◆ What you need to do:
Write out the whole listing below word for word, leaving out the pictures.

>> Begin Working data

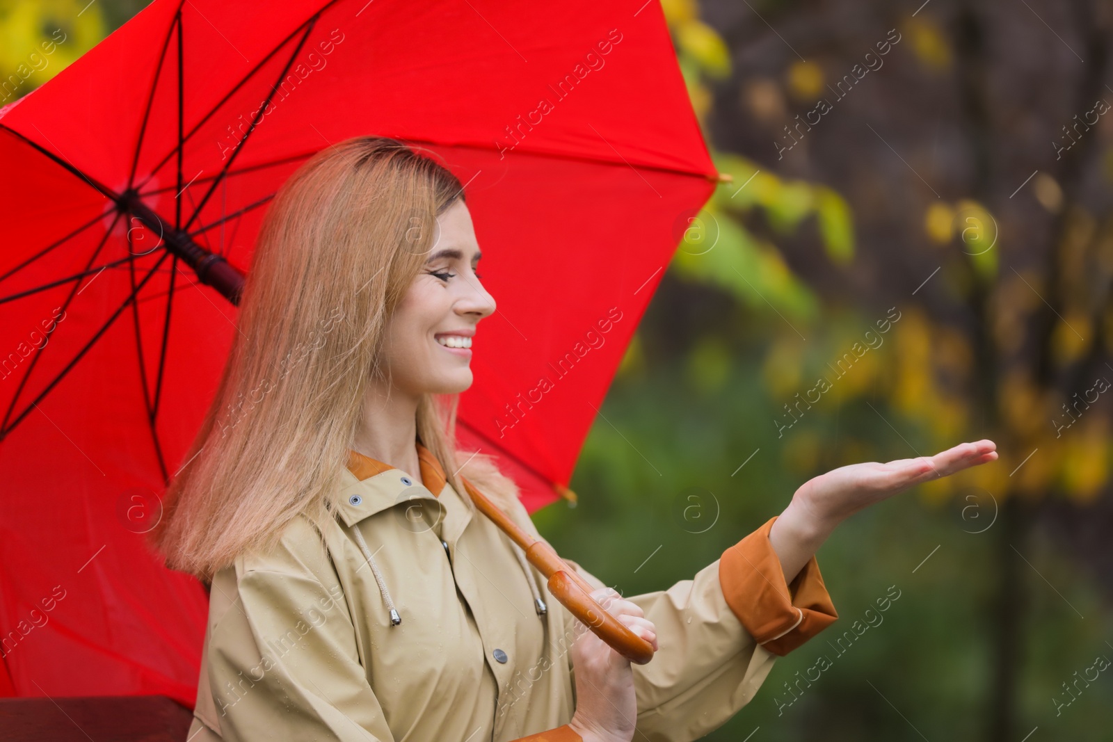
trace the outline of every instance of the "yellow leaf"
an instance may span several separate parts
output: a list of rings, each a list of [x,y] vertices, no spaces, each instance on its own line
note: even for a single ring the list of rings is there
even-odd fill
[[[924,231],[936,245],[946,245],[954,237],[955,211],[949,205],[935,201],[924,215]]]
[[[1093,338],[1090,317],[1077,309],[1065,313],[1055,325],[1052,337],[1055,360],[1061,366],[1066,366],[1081,358],[1090,349],[1090,340],[1086,338]]]
[[[677,23],[676,34],[680,49],[695,57],[708,75],[730,77],[730,50],[713,28],[691,19]]]
[[[699,17],[696,0],[661,0],[661,10],[669,26],[677,26]]]
[[[912,40],[913,53],[925,67],[936,71],[951,67],[951,44],[935,21],[927,17],[912,18],[904,31]]]
[[[1057,214],[1062,208],[1063,189],[1046,172],[1041,172],[1035,177],[1035,180],[1032,181],[1032,189],[1036,194],[1036,200],[1052,214]]]
[[[824,68],[815,62],[792,62],[785,72],[788,89],[797,100],[815,100],[824,89]]]
[[[1080,502],[1092,501],[1109,478],[1109,444],[1104,425],[1090,425],[1081,435],[1064,436],[1062,481],[1067,495]]]

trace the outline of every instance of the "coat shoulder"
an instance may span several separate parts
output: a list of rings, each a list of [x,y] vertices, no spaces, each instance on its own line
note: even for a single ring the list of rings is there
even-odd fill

>> End Working data

◆ Exercise response:
trace the outline of every instance of the "yellow leaf"
an instance may span several separate parts
output: a list of rings, each a list of [x,y] vertices, no spaces, each instance on its own line
note: even for a single ring the list of rings is there
even-odd fill
[[[924,231],[936,245],[946,245],[954,237],[955,211],[949,205],[935,201],[924,215]]]
[[[1093,338],[1090,317],[1077,309],[1065,313],[1055,325],[1052,337],[1055,360],[1061,366],[1066,366],[1081,358],[1090,349],[1090,340],[1086,338]]]
[[[677,23],[676,34],[680,49],[695,57],[708,75],[730,77],[730,50],[713,28],[691,19]]]
[[[699,17],[696,0],[661,0],[661,10],[669,26],[677,26]]]
[[[912,40],[913,53],[925,67],[936,71],[951,67],[951,44],[935,21],[927,17],[912,18],[904,31]]]
[[[1057,214],[1062,208],[1063,189],[1046,172],[1041,172],[1035,177],[1035,180],[1032,181],[1032,189],[1036,194],[1036,200],[1052,214]]]
[[[824,68],[815,62],[792,62],[785,72],[788,89],[797,100],[815,100],[824,89]]]
[[[1080,502],[1092,501],[1109,478],[1109,444],[1104,425],[1090,425],[1081,435],[1064,436],[1062,481],[1067,495]]]

trace the outline of every instance of the "coat shoulder"
an instance may span several separate parts
output: a list of rings, each a list of [x,y] vertices, no spaces, each instance on its own line
note: even for a single ring the list of rings is there
even-odd fill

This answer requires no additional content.